-- Records provided start --

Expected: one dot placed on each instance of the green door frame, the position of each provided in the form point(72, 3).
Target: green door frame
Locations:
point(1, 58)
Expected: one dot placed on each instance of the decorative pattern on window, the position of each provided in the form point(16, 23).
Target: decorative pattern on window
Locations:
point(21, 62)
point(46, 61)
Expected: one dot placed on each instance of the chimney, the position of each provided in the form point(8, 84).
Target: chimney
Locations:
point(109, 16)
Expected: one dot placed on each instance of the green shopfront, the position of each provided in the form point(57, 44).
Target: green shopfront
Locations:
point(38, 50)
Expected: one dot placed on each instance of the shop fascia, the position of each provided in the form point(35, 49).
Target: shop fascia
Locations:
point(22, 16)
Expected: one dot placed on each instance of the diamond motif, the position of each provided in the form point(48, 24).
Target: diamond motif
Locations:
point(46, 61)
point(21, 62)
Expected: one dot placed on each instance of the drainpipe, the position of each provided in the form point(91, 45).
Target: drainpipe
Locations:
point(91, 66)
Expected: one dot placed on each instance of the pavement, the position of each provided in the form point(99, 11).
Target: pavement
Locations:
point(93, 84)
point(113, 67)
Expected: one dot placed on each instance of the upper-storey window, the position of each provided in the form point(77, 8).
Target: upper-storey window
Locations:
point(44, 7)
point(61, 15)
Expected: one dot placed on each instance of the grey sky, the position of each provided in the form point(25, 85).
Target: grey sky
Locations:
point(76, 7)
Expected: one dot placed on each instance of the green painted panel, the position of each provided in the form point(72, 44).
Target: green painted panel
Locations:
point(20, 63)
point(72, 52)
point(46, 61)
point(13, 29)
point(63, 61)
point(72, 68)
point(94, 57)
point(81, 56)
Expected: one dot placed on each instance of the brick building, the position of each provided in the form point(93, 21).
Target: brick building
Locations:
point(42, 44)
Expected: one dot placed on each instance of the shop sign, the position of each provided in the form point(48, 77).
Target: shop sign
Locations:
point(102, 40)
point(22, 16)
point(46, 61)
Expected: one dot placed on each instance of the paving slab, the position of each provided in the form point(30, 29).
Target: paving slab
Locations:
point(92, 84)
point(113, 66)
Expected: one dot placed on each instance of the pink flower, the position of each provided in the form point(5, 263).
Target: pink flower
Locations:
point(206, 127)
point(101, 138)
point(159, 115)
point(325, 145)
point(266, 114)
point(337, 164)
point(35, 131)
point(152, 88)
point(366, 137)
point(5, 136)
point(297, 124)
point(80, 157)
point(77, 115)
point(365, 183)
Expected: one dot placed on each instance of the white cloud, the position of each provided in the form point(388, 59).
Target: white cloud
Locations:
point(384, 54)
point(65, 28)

-- Records provided end --
-- Records provided start --

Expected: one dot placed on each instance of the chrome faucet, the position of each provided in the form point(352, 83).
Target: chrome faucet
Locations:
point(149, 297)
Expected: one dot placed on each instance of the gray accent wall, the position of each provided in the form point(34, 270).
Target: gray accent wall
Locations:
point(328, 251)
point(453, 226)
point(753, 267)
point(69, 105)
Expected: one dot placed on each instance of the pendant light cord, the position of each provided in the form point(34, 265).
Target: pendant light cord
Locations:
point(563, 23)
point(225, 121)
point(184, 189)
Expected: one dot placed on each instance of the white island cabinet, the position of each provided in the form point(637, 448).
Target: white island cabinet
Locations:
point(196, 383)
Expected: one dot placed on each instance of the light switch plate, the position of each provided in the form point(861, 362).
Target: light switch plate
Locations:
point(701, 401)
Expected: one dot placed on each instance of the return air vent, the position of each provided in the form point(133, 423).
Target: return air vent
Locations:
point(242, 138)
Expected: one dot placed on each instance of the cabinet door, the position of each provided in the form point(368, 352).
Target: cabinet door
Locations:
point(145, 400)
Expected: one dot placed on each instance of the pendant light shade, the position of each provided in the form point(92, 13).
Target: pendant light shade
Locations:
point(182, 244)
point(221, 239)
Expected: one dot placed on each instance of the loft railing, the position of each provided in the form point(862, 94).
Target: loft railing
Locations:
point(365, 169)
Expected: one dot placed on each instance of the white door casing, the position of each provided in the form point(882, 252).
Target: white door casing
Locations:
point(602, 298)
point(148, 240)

-- Records provided end --

**Your objective**
Copy out the entries word for word, from the line containing "Expected: one dot placed on each instance of the white door" through the line containing "point(148, 240)".

**Solution to this exercise**
Expected: one dot placed on each instance of the white door casing, the position of each provided in the form point(882, 252).
Target: white door casing
Locations:
point(602, 298)
point(148, 240)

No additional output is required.